| Work item |
Extend the blog post below about Gibber's candle business, starting right after its final sentence.

| Text provided |
▬▬▬▬▬▬▬▬▬▬
It broke my heart when I learned that Gibber, of Gibber Jabber, needed to work.  She needed food.  A home.  Socks.

It broke my heart to learn that because of those pedestrian needs, Gibber was reluctantly closing her blog.  She collected questions, silly and serious, and we all provided the answers!  It was great fun.  You remember it, surely!

gibber-jabberin

Whoa is me, to have questions yet unanswered.  To have the question collector need to make a damn living.

Well, to make a short story long, Gibber had to make some money.  Dinero.  Big, fast bucks — Canadian so they don’t quite count up so quickly.

So our Gibber set up shop as a candle crafter.  Yes!  She started Sparking Hope Candles!  Hand-made, hand-scented, soy-based peace in a mason jar.  Her candles are really beautiful. See?

slide_2

Sparking Hope Candles

And they smell good.  And they support soy farmers who aren’t bloggers as a rule, but still.  I’m sure they’re nice folks too.

Gibber’s candles can be ordered either through her Shopify page:  or through Facebook.

Go have a look.  And if you’re as behind in your holiday shopping as I am, give Sparking Hope Candles a go!  Because we need to support our local* bloggers.**

And now for the footnotes, because I am a professional writer and footnotes contain useful information that nobody reads.  But they should:

 

* To paraphrase Forrest Gump, Local is as local does.  Or maybe I could paraphrase former Speaker of the US House of Representatives Tipp O’Neill and say All Blogging is local.  Or maybe I should quote you directly and say “Shut UP, Elyse!  We don’t care if Gibber is local or not!”
▬▬▬▬▬▬▬▬▬▬
| Supplied information |
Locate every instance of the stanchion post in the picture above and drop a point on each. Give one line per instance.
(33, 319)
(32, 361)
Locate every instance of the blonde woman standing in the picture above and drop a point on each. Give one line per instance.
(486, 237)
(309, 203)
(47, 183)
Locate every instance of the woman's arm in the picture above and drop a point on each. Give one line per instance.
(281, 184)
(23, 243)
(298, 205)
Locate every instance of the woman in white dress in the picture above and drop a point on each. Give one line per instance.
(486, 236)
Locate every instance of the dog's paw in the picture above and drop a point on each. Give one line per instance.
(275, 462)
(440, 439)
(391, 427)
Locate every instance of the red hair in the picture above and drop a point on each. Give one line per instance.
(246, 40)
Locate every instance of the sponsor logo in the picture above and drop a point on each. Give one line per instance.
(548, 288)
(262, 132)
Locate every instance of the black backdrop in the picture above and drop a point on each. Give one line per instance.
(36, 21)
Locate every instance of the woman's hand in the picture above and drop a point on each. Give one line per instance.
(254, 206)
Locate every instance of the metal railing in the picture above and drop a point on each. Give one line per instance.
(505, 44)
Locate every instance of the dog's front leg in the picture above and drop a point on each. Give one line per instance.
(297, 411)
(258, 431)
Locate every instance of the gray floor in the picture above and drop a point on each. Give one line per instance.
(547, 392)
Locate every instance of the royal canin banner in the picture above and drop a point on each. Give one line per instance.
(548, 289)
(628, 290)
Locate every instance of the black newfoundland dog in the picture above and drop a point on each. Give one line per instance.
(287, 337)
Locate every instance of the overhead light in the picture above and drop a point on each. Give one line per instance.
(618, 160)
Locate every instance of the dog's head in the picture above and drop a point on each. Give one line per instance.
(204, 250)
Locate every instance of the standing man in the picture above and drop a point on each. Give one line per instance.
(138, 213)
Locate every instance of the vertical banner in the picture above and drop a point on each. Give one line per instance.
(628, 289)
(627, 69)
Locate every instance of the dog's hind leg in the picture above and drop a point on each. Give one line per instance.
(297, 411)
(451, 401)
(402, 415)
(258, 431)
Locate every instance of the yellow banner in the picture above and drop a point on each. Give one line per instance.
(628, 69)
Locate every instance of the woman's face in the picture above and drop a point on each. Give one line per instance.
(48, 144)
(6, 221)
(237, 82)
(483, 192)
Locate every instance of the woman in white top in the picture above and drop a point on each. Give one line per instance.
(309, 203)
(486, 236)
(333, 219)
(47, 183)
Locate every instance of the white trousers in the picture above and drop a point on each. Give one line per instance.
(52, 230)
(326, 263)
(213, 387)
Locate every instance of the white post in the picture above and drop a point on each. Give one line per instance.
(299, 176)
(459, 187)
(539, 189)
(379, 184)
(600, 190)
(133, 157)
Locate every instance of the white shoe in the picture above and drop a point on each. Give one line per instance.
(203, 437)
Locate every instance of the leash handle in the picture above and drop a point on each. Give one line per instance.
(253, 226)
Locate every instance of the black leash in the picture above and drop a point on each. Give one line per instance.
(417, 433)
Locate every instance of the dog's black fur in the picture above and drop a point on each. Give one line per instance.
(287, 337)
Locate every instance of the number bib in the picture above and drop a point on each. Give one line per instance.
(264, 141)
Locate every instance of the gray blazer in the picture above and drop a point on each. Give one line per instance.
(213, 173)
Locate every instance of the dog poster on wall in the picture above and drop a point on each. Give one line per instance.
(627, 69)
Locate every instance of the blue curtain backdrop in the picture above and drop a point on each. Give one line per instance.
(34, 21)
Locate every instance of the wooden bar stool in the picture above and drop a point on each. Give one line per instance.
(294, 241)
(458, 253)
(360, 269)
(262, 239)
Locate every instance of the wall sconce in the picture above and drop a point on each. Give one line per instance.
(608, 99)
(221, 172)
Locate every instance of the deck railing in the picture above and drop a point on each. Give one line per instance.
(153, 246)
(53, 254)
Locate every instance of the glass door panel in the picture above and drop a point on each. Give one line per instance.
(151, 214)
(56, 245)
▬▬▬▬▬▬▬▬▬▬
| Answer to this task |
** Perhaps I should paraphrase … no?  No paraphrasing?  OK.  Gibber hasn’t been blogging lately because she needs to make a living.  So you can buy a candle, or you can click the red “X”.

*** My apologies to Glazed.  I was going to reblog his post, Sparking Hope Cain’t Be Drunk but West Virginia is currently beating Virginia in basketball and I just couldn’t quite get my hillbilly on.

**** SHIT!  I didn’t get a fee for this advertisement!  It’s just like those ones that Word Press inserts when you’ve said, “NO!  I don’t want advertisements on my blog!”

***** Anybody who noticed that there is no footnote ***, ****, or ***** gets a prize.   A candle they can buy themselves.  From Gibber!